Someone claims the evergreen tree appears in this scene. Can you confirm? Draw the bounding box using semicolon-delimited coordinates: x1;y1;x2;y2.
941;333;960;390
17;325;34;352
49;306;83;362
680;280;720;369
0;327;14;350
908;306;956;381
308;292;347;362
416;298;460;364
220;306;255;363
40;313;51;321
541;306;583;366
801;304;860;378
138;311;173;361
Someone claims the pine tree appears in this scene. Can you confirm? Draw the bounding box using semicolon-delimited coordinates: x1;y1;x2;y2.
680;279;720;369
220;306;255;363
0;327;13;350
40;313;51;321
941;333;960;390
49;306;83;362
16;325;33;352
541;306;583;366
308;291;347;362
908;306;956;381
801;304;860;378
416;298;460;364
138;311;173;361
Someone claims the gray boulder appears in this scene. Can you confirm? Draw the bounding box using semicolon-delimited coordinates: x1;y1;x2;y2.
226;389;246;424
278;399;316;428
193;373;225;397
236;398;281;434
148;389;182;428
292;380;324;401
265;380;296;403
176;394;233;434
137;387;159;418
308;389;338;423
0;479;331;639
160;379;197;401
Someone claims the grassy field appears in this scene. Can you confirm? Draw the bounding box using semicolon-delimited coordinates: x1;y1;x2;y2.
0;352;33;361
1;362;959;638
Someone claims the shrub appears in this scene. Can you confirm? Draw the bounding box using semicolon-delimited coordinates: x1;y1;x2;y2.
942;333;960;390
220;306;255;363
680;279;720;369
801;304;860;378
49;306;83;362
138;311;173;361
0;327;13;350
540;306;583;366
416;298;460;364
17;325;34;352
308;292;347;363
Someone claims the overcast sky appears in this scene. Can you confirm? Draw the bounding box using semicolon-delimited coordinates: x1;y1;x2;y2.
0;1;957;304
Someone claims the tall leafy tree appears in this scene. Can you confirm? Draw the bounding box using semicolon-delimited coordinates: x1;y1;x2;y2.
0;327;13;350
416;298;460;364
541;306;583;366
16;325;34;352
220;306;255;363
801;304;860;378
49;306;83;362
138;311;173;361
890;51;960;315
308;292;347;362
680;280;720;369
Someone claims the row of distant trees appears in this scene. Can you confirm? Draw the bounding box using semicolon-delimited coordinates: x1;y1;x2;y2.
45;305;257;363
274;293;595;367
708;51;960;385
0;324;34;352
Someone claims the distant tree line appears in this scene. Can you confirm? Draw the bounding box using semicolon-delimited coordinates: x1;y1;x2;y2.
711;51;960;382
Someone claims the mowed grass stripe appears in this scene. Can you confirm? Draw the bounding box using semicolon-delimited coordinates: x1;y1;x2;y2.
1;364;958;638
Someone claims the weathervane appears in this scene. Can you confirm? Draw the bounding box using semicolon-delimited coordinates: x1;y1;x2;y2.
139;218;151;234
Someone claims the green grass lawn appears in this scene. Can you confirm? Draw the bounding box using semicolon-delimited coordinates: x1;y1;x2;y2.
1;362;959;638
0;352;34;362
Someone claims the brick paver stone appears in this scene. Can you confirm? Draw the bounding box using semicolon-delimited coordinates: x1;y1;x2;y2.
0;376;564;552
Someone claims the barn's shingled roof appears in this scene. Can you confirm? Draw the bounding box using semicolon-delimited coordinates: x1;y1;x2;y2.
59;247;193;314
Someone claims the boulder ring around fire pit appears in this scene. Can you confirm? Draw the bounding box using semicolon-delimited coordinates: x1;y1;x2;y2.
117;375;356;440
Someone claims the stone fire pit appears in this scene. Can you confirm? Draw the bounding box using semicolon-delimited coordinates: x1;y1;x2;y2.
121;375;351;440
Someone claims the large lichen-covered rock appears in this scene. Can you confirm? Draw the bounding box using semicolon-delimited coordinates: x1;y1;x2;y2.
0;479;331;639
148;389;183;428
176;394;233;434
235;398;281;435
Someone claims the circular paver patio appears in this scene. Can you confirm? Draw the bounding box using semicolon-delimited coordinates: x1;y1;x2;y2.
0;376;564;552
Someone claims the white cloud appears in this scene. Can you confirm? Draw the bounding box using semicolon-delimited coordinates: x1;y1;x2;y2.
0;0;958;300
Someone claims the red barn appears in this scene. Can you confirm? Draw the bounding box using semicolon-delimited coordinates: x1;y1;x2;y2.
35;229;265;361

YOUR GOAL:
Reproduce only the lines between the line containing "Someone claims the circular" and the last line of the records, those two lines included, exactly.

COMPLETED EXERCISE:
Someone claims the circular paver patio appears in this scene. Can you confirm? Draw the bounding box using semicolon-delimited coordinates: x1;y1;x2;y2.
0;376;564;552
Someone claims the white cloud appears in this scene. Can you confirm? Draw the bounding box using semicolon-delimited coordinates: x1;y1;x2;y2.
0;0;958;300
Someone claims the red barn appears in this scene. Can you confirm? Draw the bounding box using semicolon-delimited coordinates: x1;y1;x2;y2.
35;229;265;361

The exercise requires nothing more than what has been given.